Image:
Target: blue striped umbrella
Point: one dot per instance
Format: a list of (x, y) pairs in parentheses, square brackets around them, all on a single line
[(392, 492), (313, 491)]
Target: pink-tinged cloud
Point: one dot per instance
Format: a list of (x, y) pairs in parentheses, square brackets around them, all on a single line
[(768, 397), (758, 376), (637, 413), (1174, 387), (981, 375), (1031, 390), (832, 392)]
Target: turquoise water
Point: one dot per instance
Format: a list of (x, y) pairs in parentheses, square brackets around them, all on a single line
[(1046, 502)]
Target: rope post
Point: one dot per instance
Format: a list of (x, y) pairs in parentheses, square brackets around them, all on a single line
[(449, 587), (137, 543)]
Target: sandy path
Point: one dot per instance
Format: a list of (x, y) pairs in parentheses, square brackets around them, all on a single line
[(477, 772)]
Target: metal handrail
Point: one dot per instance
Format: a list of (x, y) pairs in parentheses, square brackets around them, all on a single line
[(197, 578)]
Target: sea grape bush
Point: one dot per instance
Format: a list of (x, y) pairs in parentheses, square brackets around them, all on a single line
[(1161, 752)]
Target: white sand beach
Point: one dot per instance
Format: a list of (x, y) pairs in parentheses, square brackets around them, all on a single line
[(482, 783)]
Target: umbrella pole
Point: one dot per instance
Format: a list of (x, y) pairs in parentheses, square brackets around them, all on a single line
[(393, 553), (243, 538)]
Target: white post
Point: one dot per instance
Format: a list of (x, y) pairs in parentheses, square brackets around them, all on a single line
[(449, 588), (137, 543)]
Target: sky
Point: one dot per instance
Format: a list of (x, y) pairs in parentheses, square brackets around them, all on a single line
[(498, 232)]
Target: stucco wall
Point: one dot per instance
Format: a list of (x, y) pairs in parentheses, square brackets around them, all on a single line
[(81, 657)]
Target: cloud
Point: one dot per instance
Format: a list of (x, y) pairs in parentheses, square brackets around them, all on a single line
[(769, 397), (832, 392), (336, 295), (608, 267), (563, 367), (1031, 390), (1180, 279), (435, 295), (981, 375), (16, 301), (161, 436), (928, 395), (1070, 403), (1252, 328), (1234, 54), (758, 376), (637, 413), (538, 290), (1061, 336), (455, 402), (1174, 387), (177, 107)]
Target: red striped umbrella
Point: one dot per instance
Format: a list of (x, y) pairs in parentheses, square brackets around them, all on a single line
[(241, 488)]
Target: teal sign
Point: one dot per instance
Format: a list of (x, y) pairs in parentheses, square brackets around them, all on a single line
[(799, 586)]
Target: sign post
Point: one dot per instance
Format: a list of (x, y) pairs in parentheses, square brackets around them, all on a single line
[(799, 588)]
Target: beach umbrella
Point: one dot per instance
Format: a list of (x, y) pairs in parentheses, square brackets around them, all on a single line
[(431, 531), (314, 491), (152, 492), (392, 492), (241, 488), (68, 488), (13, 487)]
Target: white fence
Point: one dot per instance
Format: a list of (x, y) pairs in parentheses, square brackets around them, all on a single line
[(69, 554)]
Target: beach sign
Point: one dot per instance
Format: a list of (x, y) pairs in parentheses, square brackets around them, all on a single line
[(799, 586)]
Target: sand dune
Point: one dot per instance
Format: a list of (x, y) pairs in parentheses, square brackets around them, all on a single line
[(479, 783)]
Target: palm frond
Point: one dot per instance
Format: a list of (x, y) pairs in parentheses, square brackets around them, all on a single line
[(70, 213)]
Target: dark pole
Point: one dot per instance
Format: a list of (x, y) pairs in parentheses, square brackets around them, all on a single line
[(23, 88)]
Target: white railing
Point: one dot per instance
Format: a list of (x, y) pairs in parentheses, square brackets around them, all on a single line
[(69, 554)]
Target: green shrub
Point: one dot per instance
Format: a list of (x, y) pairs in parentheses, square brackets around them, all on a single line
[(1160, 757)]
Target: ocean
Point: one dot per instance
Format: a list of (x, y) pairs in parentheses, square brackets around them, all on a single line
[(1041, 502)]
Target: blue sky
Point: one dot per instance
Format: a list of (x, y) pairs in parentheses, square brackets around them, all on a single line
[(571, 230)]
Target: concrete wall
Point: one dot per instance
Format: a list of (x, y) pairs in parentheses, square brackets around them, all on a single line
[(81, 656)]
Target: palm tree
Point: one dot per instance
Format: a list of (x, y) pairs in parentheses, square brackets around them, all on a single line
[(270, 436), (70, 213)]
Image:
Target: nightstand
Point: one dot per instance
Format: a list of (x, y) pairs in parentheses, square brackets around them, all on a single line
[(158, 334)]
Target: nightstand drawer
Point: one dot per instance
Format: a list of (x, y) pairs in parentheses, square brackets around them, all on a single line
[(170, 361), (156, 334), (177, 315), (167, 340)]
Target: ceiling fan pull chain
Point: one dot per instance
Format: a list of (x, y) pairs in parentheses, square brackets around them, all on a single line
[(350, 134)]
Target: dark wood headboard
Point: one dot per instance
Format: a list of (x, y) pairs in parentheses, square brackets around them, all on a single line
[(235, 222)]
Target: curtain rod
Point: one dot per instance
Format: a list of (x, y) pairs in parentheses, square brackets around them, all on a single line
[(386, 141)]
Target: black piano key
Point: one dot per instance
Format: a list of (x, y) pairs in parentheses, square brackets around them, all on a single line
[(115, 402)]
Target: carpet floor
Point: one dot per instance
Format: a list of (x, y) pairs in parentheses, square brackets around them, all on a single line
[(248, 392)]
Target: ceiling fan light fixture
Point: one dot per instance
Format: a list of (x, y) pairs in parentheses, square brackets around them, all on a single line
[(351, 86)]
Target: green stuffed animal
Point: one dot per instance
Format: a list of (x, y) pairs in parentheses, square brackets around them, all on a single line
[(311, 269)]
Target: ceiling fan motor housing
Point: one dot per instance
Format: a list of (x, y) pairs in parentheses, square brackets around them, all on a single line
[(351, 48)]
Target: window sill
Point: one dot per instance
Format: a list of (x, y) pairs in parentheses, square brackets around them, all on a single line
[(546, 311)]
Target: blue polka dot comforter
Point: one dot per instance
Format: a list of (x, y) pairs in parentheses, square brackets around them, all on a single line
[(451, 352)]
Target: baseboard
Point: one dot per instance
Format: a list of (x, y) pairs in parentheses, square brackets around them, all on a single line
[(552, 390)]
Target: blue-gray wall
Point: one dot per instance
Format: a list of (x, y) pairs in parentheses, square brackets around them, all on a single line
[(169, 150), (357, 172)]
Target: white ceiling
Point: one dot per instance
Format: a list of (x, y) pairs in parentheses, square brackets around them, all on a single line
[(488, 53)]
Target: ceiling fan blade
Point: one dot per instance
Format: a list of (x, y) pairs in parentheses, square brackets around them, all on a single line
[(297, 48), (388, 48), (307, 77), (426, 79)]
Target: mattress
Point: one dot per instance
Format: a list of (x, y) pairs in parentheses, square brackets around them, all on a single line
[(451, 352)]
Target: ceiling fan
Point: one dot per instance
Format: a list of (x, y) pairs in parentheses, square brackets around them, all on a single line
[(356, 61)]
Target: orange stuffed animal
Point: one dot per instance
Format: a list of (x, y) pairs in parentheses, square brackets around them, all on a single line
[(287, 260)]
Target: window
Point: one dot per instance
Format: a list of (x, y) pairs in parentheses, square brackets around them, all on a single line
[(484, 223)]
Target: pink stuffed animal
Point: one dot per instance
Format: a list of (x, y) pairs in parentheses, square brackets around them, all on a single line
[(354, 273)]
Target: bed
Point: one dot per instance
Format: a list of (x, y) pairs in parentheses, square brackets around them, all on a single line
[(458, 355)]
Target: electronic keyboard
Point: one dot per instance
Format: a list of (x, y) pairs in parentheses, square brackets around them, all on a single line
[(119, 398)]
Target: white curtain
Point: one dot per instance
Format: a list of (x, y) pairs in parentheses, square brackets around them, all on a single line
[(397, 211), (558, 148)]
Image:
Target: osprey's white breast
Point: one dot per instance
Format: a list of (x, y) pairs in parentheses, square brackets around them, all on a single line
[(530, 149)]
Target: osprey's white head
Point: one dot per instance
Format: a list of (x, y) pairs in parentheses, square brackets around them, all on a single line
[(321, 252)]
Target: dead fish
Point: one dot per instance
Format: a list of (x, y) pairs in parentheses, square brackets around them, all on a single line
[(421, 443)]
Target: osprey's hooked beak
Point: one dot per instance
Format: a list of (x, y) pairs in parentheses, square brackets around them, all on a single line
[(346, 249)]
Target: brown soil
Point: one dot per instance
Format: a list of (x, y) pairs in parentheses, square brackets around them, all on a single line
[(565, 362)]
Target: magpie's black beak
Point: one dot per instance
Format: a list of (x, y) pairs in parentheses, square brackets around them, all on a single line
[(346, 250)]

* **EXERCISE AIM**: Express the lines from the one containing "Target: ceiling fan blade" through the one containing "[(119, 398)]", inclusive, as a Markdown table with columns headed No. and Text, one row per line and blank lines omitted.

* **ANSWER TO THE TASK**:
| No. | Text |
|---|---|
| 1 | Target: ceiling fan blade |
| 2 | Point: one dot per instance |
| 3 | Format: a list of (x, y) pairs in parentheses, square brackets around them, all on a single line |
| 4 | [(297, 48), (388, 48), (307, 77), (426, 79)] |
| 5 | Target: mattress |
| 6 | Point: one dot per instance |
| 7 | Format: a list of (x, y) pairs in parentheses, square brackets around them, all on a single line |
| 8 | [(451, 352)] |
| 9 | Target: ceiling fan |
| 10 | Point: one dot per instance |
| 11 | Format: a list of (x, y) pairs in parentheses, square brackets around them, all on a single line |
| 12 | [(356, 61)] |
| 13 | Target: orange stuffed animal |
| 14 | Point: one dot per instance |
| 15 | Format: a list of (x, y) pairs in parentheses, square brackets around them, all on a single line |
| 16 | [(287, 260)] |
| 17 | Target: window |
| 18 | Point: one dot per instance |
| 19 | Format: a list of (x, y) pairs in parentheses, square brackets around them, all on a single line |
| 20 | [(484, 223)] |
| 21 | Target: pink stuffed animal |
| 22 | Point: one dot per instance |
| 23 | Format: a list of (x, y) pairs in parentheses, square brackets around them, all on a single line |
| 24 | [(354, 273)] |
| 25 | Target: bed |
| 26 | Point: one dot per instance |
| 27 | Format: a list of (x, y) pairs in parentheses, square brackets around them, all on a single line |
| 28 | [(458, 355)] |
| 29 | Target: electronic keyboard |
| 30 | Point: one dot per instance |
| 31 | Format: a list of (x, y) pairs in parentheses, square brackets around them, all on a single line |
| 32 | [(119, 398)] |